### EXERCISE TASK 1
In the entries, take the lines starting with the one that contains "Detect the lanyard in the picture below." and going on through the one that contains "top-left (147, 202), bottom-right (197, 302)", and write them out again with "lanyard" switched to "badge" and everything else left the same.

### DOCUMENT TEXT
——

Saturday, May 30, 2015

Just in: Kuwait gives $1.5M to UN youth office



NEW YORK -- Kuwait will offer a financial contribution
of USD 1.5 million to the Office of the Secretary-General's Envoy on Youth over the coming two years, "in order to assist in realizing its envisaged youth programs and activities."

The statement was made by the country's Minister of Information and Minister of State for Youth Affairs Sheikh Salman Sabah Al-Salem Al-Humoud Al-Sabah in his speech at the High-Level Event of the UN General Assembly to commemorate the Anniversary of the World Program on Action for Youth.

The contribution was prompted by Kuwait's firm belief "in the importance of enabling the youth, and in their role in building the human civilization, and guided by the directives of His Highness Sheikh Sabah Al Ahmad Al Jaber Al Sabah, Leader of Humanitarian Work," Sheikh Salman added.

On behalf of the member states of the Arab League, the minister extended thanks and appreciation to the UN Secretary General Ban Ki-moon, for "his sustained efforts to improve the situation of world youth." He also thanked President of the UN General Assembly Sam Kutesa "for his gracious invitation to convene this special session on the occasion of the twentieth anniversary of the launch of the World Program of Action on Youth." Kuwait is head of the current Thirty-Eighth session of the Council of Arab Ministers for Youth and Sports, he said.

——

### EXERCISE TASK 2
Pick up the news report on Kuwait's $1.5 million contribution to the UN youth envoy's office and continue it from its last sentence.

——

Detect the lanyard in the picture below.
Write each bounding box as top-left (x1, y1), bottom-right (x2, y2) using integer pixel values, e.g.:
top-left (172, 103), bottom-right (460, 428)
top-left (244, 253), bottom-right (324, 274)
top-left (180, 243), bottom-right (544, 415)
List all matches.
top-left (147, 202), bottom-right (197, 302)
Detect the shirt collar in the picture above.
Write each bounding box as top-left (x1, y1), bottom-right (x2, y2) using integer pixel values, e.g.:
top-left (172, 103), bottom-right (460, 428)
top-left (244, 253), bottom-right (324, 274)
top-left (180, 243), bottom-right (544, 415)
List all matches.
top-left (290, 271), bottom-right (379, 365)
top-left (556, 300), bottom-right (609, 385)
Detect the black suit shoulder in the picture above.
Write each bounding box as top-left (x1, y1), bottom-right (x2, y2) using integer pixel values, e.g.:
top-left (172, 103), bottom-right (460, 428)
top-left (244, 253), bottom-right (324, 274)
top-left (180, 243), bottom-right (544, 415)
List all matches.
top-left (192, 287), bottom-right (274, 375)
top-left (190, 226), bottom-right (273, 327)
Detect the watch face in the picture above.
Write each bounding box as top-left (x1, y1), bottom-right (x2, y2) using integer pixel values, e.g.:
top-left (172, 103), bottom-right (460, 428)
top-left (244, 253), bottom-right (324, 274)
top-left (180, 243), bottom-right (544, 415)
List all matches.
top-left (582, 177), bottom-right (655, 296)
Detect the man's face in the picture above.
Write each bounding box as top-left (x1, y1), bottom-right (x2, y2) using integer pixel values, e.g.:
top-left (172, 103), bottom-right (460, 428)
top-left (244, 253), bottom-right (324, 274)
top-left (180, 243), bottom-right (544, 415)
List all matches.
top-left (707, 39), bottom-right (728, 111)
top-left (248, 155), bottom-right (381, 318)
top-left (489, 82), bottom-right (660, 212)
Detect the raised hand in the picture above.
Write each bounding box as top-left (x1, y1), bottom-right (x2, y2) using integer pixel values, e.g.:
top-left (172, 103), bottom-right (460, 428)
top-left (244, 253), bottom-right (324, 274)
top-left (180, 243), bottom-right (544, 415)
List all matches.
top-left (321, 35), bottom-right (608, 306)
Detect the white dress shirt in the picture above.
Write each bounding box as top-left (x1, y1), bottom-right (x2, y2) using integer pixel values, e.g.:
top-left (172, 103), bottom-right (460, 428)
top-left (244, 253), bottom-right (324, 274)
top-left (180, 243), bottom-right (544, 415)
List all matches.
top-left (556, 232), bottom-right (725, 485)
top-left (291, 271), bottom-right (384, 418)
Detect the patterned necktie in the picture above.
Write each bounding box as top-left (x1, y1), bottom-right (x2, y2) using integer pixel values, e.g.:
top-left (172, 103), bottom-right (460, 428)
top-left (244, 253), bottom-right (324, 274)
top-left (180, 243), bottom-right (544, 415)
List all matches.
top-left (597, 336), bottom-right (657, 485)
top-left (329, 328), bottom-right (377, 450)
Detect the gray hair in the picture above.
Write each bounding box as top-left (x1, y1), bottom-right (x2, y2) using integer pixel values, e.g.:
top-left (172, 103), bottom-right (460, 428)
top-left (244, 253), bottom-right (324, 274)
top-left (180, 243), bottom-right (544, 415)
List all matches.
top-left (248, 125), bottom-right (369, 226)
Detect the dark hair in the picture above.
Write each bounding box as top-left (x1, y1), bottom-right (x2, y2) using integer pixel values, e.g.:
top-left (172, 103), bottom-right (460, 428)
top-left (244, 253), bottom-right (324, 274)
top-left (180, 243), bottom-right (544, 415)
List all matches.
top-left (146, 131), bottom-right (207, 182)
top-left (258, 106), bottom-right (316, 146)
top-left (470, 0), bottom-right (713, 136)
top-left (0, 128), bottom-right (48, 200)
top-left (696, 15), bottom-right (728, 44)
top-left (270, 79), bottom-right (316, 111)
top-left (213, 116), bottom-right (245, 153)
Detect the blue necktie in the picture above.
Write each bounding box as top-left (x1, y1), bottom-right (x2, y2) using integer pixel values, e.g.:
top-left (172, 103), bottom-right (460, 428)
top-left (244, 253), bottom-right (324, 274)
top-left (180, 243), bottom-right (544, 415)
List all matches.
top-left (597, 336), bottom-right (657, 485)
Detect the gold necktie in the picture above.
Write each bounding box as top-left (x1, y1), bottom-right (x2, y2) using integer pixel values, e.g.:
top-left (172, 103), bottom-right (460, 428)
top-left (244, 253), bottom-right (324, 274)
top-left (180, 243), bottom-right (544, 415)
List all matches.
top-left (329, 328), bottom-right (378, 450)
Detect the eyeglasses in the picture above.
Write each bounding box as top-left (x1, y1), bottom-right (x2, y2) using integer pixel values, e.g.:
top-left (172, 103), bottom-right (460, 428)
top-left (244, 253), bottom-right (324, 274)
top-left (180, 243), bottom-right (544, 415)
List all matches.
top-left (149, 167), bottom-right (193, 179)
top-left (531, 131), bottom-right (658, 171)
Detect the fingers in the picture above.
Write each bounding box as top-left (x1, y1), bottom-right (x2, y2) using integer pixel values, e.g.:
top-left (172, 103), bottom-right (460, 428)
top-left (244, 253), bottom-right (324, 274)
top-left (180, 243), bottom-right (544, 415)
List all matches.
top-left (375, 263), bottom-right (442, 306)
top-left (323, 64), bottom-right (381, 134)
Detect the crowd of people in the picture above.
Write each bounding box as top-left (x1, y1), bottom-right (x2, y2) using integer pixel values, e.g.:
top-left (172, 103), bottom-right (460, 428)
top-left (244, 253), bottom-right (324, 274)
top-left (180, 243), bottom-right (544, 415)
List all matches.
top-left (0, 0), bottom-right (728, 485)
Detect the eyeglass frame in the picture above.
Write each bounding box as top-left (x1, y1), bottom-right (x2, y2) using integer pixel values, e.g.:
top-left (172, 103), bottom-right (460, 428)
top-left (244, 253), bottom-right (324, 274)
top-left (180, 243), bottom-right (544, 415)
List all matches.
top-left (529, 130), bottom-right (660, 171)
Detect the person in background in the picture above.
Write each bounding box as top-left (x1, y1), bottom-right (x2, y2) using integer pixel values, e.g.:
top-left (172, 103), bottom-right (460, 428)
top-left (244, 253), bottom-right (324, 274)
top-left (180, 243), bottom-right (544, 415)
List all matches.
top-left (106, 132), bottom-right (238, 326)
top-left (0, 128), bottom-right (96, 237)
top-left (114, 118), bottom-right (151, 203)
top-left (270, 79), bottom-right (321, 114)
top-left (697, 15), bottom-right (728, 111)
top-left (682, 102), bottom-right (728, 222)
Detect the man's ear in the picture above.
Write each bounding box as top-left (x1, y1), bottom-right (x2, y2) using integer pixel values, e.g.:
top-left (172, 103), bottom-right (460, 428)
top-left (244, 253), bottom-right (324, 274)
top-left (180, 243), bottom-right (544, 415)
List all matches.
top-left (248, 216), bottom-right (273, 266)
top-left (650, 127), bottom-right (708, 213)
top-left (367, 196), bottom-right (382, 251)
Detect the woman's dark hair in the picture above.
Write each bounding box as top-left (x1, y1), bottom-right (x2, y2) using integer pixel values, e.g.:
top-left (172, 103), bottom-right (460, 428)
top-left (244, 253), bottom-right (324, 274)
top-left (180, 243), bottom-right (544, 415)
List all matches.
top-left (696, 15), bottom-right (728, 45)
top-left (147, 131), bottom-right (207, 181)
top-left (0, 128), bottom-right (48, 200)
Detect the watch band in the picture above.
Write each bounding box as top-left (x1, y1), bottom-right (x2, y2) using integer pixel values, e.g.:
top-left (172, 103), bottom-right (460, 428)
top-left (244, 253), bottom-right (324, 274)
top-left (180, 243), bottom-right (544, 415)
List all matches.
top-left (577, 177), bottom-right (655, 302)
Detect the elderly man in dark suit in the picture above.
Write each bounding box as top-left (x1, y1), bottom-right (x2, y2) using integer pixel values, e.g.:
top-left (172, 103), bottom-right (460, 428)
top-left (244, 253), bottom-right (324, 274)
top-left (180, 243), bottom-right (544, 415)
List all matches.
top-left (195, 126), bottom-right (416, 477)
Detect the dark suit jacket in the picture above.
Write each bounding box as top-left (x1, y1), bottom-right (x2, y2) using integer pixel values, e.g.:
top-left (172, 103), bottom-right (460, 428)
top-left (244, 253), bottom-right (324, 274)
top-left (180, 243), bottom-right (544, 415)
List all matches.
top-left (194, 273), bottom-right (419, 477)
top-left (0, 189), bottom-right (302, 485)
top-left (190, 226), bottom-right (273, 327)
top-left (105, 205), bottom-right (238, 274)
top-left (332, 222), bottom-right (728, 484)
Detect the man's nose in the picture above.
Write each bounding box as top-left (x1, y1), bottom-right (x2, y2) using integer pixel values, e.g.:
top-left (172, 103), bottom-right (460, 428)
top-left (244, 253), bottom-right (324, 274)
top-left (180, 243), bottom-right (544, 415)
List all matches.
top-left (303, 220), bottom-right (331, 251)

——

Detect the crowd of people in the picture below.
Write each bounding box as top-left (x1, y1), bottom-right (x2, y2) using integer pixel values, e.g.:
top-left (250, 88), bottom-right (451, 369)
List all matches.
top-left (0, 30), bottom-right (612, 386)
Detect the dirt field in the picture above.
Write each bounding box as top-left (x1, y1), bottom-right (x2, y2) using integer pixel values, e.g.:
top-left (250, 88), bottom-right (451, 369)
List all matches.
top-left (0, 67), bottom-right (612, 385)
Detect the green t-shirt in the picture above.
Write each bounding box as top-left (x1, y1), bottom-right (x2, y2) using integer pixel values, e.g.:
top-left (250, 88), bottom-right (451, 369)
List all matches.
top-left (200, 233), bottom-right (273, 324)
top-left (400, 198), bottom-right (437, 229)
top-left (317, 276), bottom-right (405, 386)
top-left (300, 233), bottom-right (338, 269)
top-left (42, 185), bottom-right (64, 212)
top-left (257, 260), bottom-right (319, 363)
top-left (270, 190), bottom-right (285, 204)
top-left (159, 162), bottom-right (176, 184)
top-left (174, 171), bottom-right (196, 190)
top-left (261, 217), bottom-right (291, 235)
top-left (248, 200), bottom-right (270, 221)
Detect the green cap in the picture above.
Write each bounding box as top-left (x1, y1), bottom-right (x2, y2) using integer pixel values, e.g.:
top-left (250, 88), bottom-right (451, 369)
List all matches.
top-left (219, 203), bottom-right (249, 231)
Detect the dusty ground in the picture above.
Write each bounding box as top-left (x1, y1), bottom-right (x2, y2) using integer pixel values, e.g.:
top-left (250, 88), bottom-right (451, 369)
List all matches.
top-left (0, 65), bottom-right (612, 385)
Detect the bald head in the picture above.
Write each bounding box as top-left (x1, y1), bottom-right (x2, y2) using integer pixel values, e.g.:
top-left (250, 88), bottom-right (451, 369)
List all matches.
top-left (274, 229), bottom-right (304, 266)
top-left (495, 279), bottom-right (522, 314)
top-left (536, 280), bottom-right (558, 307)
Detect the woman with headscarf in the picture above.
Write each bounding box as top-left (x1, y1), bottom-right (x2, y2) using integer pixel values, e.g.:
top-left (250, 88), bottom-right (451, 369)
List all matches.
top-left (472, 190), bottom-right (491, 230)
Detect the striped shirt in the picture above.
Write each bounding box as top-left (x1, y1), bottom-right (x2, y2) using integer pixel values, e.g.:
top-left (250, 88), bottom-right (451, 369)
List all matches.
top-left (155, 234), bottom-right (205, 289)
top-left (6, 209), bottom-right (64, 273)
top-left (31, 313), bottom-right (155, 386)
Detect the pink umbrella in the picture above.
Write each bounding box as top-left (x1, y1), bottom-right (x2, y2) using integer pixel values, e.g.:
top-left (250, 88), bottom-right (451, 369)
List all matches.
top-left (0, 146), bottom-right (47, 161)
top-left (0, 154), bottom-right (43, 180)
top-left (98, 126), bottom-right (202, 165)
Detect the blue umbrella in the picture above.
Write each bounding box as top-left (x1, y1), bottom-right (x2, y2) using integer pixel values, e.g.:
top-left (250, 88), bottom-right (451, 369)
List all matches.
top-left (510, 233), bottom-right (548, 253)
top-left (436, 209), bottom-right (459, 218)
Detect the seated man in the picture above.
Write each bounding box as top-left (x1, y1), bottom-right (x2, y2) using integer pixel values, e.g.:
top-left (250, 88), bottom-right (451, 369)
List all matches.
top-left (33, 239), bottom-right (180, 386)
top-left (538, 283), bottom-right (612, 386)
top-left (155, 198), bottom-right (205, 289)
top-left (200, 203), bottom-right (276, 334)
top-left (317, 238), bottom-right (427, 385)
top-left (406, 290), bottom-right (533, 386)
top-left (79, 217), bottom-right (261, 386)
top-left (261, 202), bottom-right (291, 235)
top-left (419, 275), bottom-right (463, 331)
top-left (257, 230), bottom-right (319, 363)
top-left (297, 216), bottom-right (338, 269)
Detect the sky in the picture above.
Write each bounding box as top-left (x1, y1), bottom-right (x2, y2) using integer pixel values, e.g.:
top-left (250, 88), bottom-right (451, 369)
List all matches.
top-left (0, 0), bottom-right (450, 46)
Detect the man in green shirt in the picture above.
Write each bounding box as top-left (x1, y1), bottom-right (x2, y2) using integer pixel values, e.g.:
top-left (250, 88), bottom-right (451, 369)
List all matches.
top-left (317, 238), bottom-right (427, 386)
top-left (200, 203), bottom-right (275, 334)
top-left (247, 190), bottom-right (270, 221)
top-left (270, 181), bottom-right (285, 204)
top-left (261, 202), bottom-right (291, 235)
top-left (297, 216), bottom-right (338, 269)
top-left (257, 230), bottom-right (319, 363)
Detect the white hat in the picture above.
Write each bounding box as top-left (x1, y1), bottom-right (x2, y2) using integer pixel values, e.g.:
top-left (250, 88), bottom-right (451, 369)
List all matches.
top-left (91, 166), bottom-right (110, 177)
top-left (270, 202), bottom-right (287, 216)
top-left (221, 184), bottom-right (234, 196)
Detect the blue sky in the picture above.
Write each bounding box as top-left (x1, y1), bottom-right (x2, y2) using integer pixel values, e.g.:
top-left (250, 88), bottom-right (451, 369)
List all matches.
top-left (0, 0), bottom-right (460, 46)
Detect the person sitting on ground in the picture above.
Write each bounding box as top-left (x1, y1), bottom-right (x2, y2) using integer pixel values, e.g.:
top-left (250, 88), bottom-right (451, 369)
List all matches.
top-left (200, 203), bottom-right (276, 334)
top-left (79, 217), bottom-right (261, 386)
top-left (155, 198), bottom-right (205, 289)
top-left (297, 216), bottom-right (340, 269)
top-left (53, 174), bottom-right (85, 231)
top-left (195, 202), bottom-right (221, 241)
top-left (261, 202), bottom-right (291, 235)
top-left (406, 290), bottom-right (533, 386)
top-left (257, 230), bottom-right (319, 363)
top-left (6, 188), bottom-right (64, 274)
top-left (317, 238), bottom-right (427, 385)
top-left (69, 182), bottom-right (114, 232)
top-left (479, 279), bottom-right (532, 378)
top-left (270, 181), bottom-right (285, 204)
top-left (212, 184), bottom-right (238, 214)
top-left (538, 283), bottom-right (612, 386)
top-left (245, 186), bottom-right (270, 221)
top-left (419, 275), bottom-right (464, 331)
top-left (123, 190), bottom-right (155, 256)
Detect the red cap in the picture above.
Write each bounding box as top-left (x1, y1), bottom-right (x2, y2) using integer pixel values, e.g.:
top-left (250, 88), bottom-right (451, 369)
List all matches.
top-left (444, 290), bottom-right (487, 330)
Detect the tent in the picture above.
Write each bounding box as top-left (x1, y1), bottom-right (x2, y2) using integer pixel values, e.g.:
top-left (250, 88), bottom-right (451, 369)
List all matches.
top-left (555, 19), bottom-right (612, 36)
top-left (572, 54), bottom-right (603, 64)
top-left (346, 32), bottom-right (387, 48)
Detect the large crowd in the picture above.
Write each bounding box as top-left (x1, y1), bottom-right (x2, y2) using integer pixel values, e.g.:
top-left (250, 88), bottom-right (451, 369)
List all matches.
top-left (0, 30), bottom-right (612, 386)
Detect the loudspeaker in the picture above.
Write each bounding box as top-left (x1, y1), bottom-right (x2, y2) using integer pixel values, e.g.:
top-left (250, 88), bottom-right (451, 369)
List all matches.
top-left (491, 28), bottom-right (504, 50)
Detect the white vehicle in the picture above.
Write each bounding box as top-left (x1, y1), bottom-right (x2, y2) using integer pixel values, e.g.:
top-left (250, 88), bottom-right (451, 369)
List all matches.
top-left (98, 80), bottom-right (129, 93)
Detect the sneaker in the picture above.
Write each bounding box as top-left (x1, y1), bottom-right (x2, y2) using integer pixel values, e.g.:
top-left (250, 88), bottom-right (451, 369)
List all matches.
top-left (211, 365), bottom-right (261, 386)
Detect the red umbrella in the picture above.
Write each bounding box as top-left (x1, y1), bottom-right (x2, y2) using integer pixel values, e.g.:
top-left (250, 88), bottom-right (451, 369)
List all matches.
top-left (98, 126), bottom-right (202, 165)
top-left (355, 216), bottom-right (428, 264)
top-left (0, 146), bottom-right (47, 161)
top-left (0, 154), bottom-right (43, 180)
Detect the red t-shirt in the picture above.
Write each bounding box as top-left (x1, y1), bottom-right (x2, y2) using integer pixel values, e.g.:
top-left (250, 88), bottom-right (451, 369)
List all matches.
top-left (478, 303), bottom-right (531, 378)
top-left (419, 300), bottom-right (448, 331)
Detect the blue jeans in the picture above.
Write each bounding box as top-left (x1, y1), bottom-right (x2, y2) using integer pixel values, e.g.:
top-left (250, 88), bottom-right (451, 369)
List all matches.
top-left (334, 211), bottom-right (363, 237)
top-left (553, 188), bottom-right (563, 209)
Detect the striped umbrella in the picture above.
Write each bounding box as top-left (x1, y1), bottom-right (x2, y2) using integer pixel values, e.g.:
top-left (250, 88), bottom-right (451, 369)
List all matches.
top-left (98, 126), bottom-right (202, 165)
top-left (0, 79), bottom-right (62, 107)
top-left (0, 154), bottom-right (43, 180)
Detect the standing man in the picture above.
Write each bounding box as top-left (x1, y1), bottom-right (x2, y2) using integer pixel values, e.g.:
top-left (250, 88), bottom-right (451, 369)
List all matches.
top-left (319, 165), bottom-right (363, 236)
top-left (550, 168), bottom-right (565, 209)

——

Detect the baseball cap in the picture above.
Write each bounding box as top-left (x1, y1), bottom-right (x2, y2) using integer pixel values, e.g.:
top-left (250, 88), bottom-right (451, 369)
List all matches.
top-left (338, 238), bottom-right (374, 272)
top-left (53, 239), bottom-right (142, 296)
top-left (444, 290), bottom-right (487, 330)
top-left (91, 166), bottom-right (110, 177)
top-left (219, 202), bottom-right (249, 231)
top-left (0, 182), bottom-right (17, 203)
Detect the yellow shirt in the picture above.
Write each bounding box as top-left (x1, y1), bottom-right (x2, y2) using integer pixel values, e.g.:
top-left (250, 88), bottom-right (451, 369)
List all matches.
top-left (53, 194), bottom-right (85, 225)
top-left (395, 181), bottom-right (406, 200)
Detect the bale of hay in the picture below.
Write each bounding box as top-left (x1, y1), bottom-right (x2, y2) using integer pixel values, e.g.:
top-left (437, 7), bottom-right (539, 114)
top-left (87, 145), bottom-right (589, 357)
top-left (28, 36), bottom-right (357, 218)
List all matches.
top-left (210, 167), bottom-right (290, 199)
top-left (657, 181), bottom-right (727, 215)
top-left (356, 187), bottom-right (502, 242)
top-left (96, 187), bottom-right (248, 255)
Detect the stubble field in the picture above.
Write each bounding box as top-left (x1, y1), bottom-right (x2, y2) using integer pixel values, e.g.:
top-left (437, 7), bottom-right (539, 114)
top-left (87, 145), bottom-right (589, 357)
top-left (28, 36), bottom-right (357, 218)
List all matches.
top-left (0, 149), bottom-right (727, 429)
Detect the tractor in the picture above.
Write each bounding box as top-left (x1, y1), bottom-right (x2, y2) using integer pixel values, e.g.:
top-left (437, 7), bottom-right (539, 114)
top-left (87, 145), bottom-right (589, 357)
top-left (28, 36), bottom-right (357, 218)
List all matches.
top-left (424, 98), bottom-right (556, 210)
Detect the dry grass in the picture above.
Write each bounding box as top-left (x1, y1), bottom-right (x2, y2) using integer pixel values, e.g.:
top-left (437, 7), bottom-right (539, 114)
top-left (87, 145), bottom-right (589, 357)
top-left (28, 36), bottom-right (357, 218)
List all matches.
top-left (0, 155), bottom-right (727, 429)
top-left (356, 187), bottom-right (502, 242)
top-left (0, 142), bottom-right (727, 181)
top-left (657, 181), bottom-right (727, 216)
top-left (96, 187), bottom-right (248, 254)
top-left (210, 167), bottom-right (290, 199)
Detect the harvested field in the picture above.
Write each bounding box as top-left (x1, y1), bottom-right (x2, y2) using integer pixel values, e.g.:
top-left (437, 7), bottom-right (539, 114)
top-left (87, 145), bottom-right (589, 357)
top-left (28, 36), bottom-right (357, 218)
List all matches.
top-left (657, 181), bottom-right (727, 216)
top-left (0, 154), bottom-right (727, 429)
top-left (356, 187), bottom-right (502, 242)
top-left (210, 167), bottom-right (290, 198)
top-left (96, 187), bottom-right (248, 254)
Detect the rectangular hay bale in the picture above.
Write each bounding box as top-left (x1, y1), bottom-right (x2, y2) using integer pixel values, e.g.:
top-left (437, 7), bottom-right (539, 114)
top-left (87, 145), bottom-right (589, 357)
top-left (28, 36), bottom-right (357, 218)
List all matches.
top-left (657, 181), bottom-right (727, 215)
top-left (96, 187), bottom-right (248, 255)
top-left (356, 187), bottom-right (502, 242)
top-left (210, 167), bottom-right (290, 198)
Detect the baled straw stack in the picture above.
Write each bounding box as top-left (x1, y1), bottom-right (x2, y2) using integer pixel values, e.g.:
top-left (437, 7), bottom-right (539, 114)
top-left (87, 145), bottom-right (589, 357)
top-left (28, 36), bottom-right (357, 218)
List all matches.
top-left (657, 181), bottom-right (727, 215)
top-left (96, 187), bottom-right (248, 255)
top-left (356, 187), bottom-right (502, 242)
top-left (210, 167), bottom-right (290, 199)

——

### FINAL ANSWER 1
Detect the badge in the picture below.
Write each bounding box as top-left (x1, y1), bottom-right (x2, y2) using integer pixel values, e.g.:
top-left (172, 103), bottom-right (460, 428)
top-left (244, 253), bottom-right (324, 274)
top-left (180, 243), bottom-right (544, 415)
List all matches.
top-left (147, 202), bottom-right (197, 302)

### FINAL ANSWER 2
Sheikh Salman stated that the Arab region has made progress in achieving the Millennium Development Goals, but it "was not sufficient to achieve food security, combat poverty and marginalization, and realizing the required social justice." According to the minister, the Council of Arab Ministers for Youth and Sports adopted in its recent 38th session several important resolutions on developing the Arab Youth Policy." "At the same time we realize that the recent changes and inter-connectivity occurring in the world, as much as they contributed to the maximization and efficiency of the realized achievements, yet on the other hand, have made it easier for the domestic problems, with all their ensuing risks, to move to any other sport in the world," he said s quoted by KUNA.

This inevitably reduces the space of action available for national and regional policies which aim at establishing the desired security, development and stability in the context of a fast increasing globalization, and the speed at which problems are moving through the globe, Sheikh Salman added.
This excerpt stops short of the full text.